▶ Job: Return all of the entries exactly as written.

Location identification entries
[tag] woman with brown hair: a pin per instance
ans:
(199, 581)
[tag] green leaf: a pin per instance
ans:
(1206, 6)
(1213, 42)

▶ Answer to this exercise:
[tag] woman with brown hair: a pin per instance
ans:
(199, 581)
[tag] green leaf: a pin per instance
ans:
(1206, 6)
(1213, 42)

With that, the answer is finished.